[A block of data]
....
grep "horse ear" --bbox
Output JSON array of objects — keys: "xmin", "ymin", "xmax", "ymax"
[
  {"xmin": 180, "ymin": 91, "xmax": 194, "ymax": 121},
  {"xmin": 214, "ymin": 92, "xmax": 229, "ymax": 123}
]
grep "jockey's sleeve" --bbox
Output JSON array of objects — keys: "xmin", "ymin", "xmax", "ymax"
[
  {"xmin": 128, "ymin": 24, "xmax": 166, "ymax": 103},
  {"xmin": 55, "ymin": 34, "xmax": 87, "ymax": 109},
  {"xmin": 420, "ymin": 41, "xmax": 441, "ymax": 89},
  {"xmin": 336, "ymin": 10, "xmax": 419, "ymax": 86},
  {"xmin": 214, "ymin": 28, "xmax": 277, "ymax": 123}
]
....
Reproduce every one of the records above verbatim, without changing any character.

• [THE COMPLETED TASK]
grep "horse ear" --bbox
Output JSON array of objects — keys: "xmin", "ymin", "xmax", "ymax"
[
  {"xmin": 180, "ymin": 91, "xmax": 194, "ymax": 121},
  {"xmin": 214, "ymin": 92, "xmax": 229, "ymax": 123}
]
grep "jockey's sleeve" --bbox
Output JSON array of objects — keys: "xmin", "ymin", "xmax", "ymax"
[
  {"xmin": 128, "ymin": 24, "xmax": 166, "ymax": 103},
  {"xmin": 55, "ymin": 34, "xmax": 87, "ymax": 109},
  {"xmin": 420, "ymin": 41, "xmax": 441, "ymax": 89},
  {"xmin": 336, "ymin": 10, "xmax": 419, "ymax": 86},
  {"xmin": 214, "ymin": 28, "xmax": 277, "ymax": 123}
]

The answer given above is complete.